Exercise goal
Summarize the provided interview excerpt about Fugazi's album Steady Diet of Nothing in three sentences.

[Provided text start]

The band also scored their biggest media exposure to date, appearing on National Public Radio’s nationally-syndicated Fresh Air program on 19 April 1992, in a 23-minute segment dedicated wholly to the band and Steady Diet.  

The show is essential listening. Host Terry Gross plays tracks off Steady Diet of Nothing and interestingly introduces Fugazi as “a postpunk band”. These aren’t things one would expect if Fugazi had dropped a turkey.

I spoke with singer-guitarist Ian MacKaye on 28 January about the album’s dark horse career.

****

Oliver Sheppard: Over the years, a perception has developed around Steady Diet of Nothing, about Fugazi’s discography, where Steady Diet is often situated as a misfire after the success of Repeater the year before. Like an LP you had to bounce back from.

Ian MacKaye: Right. I think a lot of people have sort of fallen into that way of thinking about it.

OS: How do you feel about that view of it yourself?

IM: The history of Steady Diet of Nothing is interesting. When we did our first record, the red EP (1988’s 7 Songs), we worked with Ted [Nicely]. Ted came in and helped us mix it. 

We all knew Ted and worked with him at the record store, and he was a bit of an elder, but a really funny guy. He’d done some production work before, but he wasn’t a big-time producer. He worked at a record store with us! We asked if he wanted to. What we needed was a referee.

You have to keep in mind, with Dischord bands, I produced almost all those earlier records. So, like with Guy [Picciotto] and with Brendan [Canty] and especially Brendan’s band Deadline, or with Rites of Spring and One Last Wish – I produced all those bands. 

When we went in to do the Fugazi record I just sort of sat down in the producer’s chair because that’s what I’ve always done. But suddenly it was like there was a conflict of interest, right? Because I’m also in the band.

OS: This is Steady Diet or the first EP?

IM: No, this is still the first EP. But in other words, I’m in the band – and that’s just a conflict of interest. So it was decided that we better get somebody else in here. 

We asked Ted Nicely. And Ted came in and mixed it, and it was fine. The second record [the Margin Walker EP], we did with John Loder in England, so he was in that role. That was good. And then we came back to the US and we did the single (3 Songs) and we did Repeater, both of those back with Ted again.

Then, Ted’s schedule started getting really… He’d taken a job as a pastry chef and was working at a French restaurant. He didn’t have a lot of time. Ted was limited as to when he was available. In fact, some of the work we did on Repeater, we had to do before he went to work. We were working on it before noon a lot of times because that’s when he had to leave.

So when it came to Steady Diet of Nothing, we were like, “We should just try to do this record by ourselves.” Ted’s schedule was so busy, so we just decided to produce it on our own.

OS: About the self-produced aspect of Steady Diet, and its dry sound, this is mentioned a lot of times with a subtext or implication that you were novices at producing.

[Provided text end]
[Dataset extract start]

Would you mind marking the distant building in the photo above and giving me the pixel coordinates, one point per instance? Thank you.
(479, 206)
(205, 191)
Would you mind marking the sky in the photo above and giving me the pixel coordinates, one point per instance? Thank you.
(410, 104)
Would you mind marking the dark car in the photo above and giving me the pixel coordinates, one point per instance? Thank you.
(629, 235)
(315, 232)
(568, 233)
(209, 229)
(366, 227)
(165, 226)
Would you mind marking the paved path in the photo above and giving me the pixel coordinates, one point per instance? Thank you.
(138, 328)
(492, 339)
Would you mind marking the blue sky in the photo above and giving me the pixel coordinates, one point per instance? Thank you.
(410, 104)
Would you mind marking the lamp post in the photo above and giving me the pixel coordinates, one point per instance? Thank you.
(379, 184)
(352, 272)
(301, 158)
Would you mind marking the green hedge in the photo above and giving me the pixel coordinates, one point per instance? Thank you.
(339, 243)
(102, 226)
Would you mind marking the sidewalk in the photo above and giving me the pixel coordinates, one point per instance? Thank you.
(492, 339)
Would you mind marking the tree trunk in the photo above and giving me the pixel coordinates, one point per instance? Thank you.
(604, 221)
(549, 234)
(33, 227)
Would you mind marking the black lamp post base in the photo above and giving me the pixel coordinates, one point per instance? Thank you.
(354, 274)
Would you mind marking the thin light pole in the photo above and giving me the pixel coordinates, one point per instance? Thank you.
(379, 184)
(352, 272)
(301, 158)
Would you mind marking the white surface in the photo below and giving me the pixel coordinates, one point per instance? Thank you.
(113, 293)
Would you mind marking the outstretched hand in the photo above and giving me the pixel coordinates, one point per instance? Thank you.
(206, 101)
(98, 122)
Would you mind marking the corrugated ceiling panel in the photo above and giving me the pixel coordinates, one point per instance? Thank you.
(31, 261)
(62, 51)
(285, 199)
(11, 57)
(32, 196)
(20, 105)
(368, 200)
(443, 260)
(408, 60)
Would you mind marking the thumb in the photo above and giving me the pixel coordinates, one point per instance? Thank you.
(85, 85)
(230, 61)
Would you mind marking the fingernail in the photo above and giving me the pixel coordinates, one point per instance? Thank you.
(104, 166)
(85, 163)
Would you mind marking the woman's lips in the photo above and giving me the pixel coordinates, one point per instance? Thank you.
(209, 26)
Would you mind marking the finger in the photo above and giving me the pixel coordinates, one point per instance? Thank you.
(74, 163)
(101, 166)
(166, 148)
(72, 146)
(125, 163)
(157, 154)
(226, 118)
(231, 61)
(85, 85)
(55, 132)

[Dataset extract end]

Completed task
Fugazi appeared on National Public Radio's Fresh Air on 19 April 1992 in a 23-minute segment devoted to the band and Steady Diet of Nothing, even though the album is often seen as a misfire after Repeater. Ian MacKaye explains that, having produced most earlier Dischord records, he faced a conflict of interest as a band member, so Ted Nicely mixed the first EP and later worked on 3 Songs and Repeater, while John Loder handled Margin Walker. When Nicely's job as a pastry chef limited his availability, the band decided to produce Steady Diet of Nothing themselves.